_To do_. Reproduce each of the rows below word for word, leaving out the pictures.

Rows from a pointing dataset:
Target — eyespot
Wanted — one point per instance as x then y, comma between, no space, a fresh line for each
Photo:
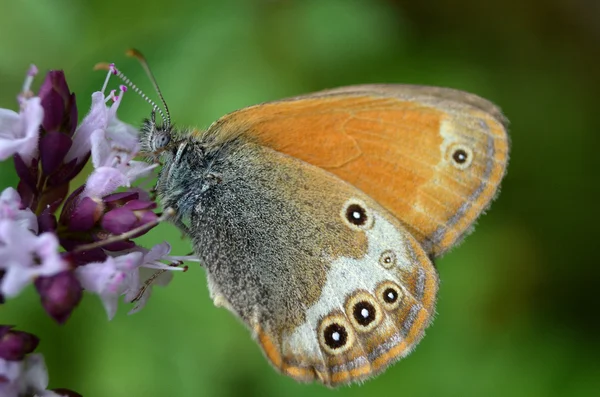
390,295
460,156
335,334
356,215
161,139
388,259
363,311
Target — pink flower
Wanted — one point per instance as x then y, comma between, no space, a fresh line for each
111,278
113,165
19,132
10,208
131,274
25,256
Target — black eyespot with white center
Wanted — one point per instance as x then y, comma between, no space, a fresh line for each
390,295
335,335
356,215
364,313
388,259
460,156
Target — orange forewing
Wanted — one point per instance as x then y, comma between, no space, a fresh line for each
393,142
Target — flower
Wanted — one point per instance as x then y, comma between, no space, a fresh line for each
25,256
111,278
113,165
14,345
10,208
132,273
60,294
19,132
154,272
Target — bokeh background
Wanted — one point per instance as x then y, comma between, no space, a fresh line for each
518,312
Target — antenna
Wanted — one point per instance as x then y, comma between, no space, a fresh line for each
113,70
138,55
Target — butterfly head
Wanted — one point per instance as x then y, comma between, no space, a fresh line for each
156,138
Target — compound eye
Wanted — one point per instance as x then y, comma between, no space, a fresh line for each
161,140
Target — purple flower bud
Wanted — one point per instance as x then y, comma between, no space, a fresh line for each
60,110
28,184
14,345
54,145
116,200
85,215
119,220
59,294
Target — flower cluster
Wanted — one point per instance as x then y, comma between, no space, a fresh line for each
65,240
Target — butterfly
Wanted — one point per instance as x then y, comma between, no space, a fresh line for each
318,217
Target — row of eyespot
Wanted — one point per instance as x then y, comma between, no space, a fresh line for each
364,312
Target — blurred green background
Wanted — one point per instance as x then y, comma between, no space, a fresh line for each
518,312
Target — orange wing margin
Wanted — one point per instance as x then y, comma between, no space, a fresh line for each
395,143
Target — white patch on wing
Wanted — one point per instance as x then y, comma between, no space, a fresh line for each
347,275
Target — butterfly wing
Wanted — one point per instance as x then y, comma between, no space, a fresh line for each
433,157
332,286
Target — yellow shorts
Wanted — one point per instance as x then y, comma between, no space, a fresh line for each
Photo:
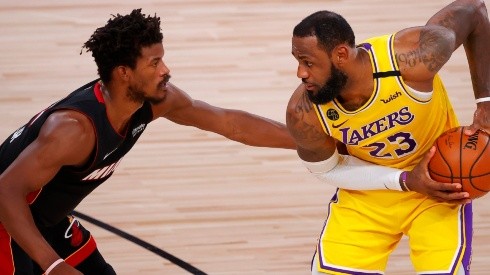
363,228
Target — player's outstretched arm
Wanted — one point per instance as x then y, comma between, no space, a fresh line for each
467,21
66,138
236,125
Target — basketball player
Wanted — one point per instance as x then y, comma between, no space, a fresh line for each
383,103
65,151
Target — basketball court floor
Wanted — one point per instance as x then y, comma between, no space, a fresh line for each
187,201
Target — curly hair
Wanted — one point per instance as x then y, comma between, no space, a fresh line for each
120,41
330,28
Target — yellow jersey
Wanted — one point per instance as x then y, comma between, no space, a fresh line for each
397,125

_Finished exercise_.
Target — eyespot
Wanted — one point per instance as x then y, comma between, no space, a fresh line for each
Photo:
390,295
460,156
335,334
356,215
161,139
388,259
363,311
Target — pink flower
Wanted — one point per instance as x then y, comma between, no space, a fresh line for each
111,278
113,165
19,132
10,208
131,274
25,256
Target — black eyespot with white center
Wanted — one point per instance as x then y, comma between, no space, a fresh line for each
390,295
335,335
356,215
364,313
388,259
460,156
Target — orange forewing
Wanted — one point per instance as x then y, comma between, no space, a fresh line for each
393,142
Target — flower
Wanted — one point per instance as x then y, comma between, no space, a fresh line for each
25,256
111,278
113,165
14,345
10,208
132,273
60,294
19,132
154,272
Target — bokeh background
Wanted — one point per instance as x then y, comma between, no space, a fresh line for each
518,312
Target — antenna
Wanted — one point per instance as x then y, comma between, no space, a fresh line for each
113,70
138,55
Target — butterfly head
Wanted — one point per instance as x then y, comma between, no space, a fresh line for each
156,138
Target — compound eye
Wanted — one point per instance as x then y, comma between, no space, a fresh line for each
161,140
Target — purple flower bud
Wanted — one point per instance as x then y, comma between, no space, a fresh line for each
60,110
28,184
14,345
54,145
116,200
85,215
119,220
59,294
Target — flower cluster
Wanted — one point per instance as x then y, comma between, no space, a fresh line for each
65,240
Target — butterfly
Wanted — one point per instance as x then y, comma between, no space, a fresh line for each
318,217
Target — row of eyespot
Wanted — one point per instance as x then y, comma between, no space, a fresh line for each
364,312
Target — blurred green background
Wanted — one point per instance as x then y, comma between, no space, a fresh line for each
518,312
Target — orange wing margin
Wanted — one point per instance as x then y, comma between, no space, a fresh line for each
395,143
Target — white patch on wing
Wanted — one point per instance as x then y, comma between, no space, a fresh line for each
347,275
Target — butterfly wing
Wanted — one point per instance as x then y, comma between, no space, a fresh line for each
433,157
332,286
Target — yellow shorts
Wanted — one point per instance as x then y, comma between, no space, a fresh line for each
Photo:
363,228
Target — player's outstretched arm
Wanted — one point per instance as x then y, comma between, no space, a fresh line for each
467,21
66,138
236,125
Target — basketball player
Wanted — one point per instance as x then y, comma between, no space, a fresh line for each
383,103
65,151
Target — basketball court floor
Wanted — one point per instance as x then y, comma between, no space, a fresh line for each
187,201
Target — curly hair
Wanted — one point per instance as x then y, comma between, no space, a fresh line for each
120,41
330,28
Target — yellow jersey
Wanted — one point per instance as x then y, comma between, no space, a fresh line for each
397,125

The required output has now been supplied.